Source data —
○ ○ ○ ○
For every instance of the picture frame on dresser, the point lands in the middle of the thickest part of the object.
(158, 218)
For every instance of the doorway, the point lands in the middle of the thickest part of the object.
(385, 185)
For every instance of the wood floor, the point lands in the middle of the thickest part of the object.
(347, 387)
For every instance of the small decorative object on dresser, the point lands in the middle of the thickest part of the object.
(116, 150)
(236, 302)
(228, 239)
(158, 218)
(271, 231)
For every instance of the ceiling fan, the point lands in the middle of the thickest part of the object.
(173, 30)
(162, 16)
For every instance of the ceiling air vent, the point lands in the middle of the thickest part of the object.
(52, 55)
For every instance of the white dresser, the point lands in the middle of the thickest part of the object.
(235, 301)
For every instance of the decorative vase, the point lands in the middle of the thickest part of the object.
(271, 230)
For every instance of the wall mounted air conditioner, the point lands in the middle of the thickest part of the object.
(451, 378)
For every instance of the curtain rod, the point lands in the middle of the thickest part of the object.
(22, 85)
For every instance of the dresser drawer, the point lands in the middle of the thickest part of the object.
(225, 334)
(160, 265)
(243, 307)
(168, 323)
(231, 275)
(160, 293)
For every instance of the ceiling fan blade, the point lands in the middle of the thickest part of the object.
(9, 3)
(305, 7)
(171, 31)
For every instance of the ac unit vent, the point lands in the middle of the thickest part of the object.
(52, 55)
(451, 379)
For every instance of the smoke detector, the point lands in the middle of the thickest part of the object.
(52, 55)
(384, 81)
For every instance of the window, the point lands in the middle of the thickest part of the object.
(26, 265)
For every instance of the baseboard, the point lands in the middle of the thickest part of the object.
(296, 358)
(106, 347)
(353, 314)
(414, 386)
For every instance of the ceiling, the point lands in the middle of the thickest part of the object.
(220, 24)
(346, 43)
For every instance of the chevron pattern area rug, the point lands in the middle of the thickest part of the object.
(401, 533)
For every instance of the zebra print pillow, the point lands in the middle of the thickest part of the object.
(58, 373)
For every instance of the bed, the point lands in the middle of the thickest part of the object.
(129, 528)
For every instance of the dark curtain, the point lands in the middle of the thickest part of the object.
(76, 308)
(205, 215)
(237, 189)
○ ○ ○ ○
Instructions to follow — Rewrite all the rows above as a JSON list of strings, with one string per line and no blank lines.

Complete output —
[
  "For every instance of the picture frame on dresser, the point lands in the middle of the thickest part of the object.",
  "(158, 218)",
  "For every instance of the doorway, the point lands in the middle of the thickest part of the object.",
  "(385, 185)",
  "For every instance of the wood floor, the point lands in the middle of the thickest part of the object.",
  "(347, 387)",
  "For every instance of the small decorative object on dresser, the point lands in the middle of the thickest part of the object.",
  "(116, 150)",
  "(236, 302)",
  "(228, 239)",
  "(158, 218)",
  "(271, 231)",
  "For every instance of the ceiling fan, the point lands in the middle of the thickest part of the object.",
  "(173, 30)",
  "(162, 16)",
  "For every instance of the ceiling air vent, the point lands in the middle of the thickest part of the object.",
  "(52, 55)",
  "For every instance of the white dresser, the point lands in the middle of the thickest part of the object.",
  "(235, 301)",
  "For every instance of the decorative vase, the point lands in the middle of the thickest part of the object.",
  "(271, 230)",
  "For every instance of the wall mounted air conditioner, the point lands in the middle of the thickest part of the object.",
  "(451, 378)",
  "For every instance of the curtain rod, the point lands in the middle of the thickest part of the object.",
  "(22, 85)",
  "For every instance of the dresser drawer, the point lands in the middle of the thickest part of the object.",
  "(225, 334)",
  "(160, 265)",
  "(243, 307)",
  "(168, 323)",
  "(231, 275)",
  "(160, 293)",
  "For every instance of the ceiling fan blade, the point lands in the middle of the thickest part of the object.",
  "(9, 3)",
  "(305, 7)",
  "(171, 31)",
  "For every instance of the ac unit vent, the point lands in the middle of the thickest part of the object.",
  "(52, 55)",
  "(451, 379)",
  "For every instance of the smoke detector, the point lands in the middle of the thickest part of the object.",
  "(52, 55)",
  "(384, 81)",
  "For every instance of the window, the point lands in the middle of the thickest part of the object.",
  "(26, 265)",
  "For every instance of the baseboard, the point lands in the middle of the thickest part of the object.",
  "(296, 358)",
  "(106, 347)",
  "(353, 314)",
  "(414, 386)",
  "For every instance of the ceiling, the point lands in the middle of the thickest part of the object.",
  "(220, 24)",
  "(346, 43)",
  "For every instance of the chevron pattern area rug, the point lands in the middle of the thickest part of the object.",
  "(401, 533)",
  "For every instance of the zebra print pillow, the point lands in the middle of the thickest part of the object.",
  "(58, 373)",
  "For every instance of the bed, the point lands in the middle of the thickest part of the object.",
  "(129, 528)",
  "For every instance of the dark curtain, the point lands in the middle of the thickest part of the object.",
  "(76, 308)",
  "(205, 215)",
  "(237, 189)"
]